_What needs to be done:_ Starting from the line containing "Thanks for the photo. Could you please mark the white background", write out the rest of the entries exactly, through the final line, including nothing else.

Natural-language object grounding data
------

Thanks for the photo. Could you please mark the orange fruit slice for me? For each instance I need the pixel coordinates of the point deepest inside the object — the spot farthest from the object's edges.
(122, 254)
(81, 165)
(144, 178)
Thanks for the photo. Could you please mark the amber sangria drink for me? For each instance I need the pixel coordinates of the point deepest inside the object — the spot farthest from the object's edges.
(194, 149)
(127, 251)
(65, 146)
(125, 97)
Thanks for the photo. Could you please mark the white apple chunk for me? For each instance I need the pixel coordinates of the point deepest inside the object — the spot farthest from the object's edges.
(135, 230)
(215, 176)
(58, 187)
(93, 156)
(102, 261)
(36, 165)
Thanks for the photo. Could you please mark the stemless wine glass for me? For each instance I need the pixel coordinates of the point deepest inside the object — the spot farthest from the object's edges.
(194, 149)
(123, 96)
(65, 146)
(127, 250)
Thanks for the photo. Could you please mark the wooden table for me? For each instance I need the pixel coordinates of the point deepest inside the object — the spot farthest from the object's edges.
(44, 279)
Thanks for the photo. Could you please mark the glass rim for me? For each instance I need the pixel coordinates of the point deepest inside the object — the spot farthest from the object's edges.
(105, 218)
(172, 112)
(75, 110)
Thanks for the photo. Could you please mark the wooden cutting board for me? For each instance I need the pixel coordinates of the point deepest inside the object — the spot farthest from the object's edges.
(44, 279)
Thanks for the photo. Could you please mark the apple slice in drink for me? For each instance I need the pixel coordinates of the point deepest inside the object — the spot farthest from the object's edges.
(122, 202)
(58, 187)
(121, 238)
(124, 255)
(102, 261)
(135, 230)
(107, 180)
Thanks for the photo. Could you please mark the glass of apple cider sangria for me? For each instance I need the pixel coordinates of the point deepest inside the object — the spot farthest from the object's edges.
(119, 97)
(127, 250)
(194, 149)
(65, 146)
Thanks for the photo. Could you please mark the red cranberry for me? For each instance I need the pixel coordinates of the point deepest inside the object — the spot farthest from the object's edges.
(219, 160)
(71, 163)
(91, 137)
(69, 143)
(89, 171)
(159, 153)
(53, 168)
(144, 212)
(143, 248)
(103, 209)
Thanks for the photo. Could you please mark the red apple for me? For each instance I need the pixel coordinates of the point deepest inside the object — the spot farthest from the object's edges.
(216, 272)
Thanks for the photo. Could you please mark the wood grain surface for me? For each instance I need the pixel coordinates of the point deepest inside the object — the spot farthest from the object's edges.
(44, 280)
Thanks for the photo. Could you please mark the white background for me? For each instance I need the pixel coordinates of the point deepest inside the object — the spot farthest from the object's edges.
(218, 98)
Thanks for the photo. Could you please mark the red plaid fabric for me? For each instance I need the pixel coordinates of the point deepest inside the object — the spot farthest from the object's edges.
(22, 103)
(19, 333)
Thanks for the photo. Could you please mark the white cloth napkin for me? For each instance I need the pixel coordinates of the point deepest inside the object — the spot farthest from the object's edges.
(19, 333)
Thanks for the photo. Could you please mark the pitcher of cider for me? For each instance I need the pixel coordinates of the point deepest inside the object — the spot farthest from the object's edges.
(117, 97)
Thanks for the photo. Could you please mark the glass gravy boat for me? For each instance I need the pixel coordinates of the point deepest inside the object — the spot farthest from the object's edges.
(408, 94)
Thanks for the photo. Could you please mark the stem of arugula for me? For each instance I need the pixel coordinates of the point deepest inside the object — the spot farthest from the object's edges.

------

_Written response:_
Thanks for the photo. Could you please mark the white background for me? For each instance I need the pixel coordinates of the point deepest inside the object — the spot farthest from the object's edges.
(218, 98)
Thanks for the photo. Could you please mark the red plaid fabric for me? For each instance I need the pixel coordinates of the point deepest inside the object — the spot farthest from the object's edges.
(22, 103)
(19, 333)
Thanks for the photo. Could you please mark the white cloth napkin for me? For each instance I need the pixel coordinates of the point deepest inside the object — the spot farthest from the object's edges.
(19, 333)
Thanks for the photo. Could you please mark the pitcher of cider for me? For each instance I need the pixel coordinates of the point deepest inside the object — the spot farthest from the object's edges.
(117, 97)
Thanks for the photo. Could you please mark the glass gravy boat for me? For each instance I need the pixel coordinates of the point deepest inside the object — the spot farthest from the object's edges.
(408, 94)
Thanks for the photo. Could you please mark the stem of arugula for me? For each instance I need the pixel coordinates of the point deepest inside the object — the spot farthest from the object's edges.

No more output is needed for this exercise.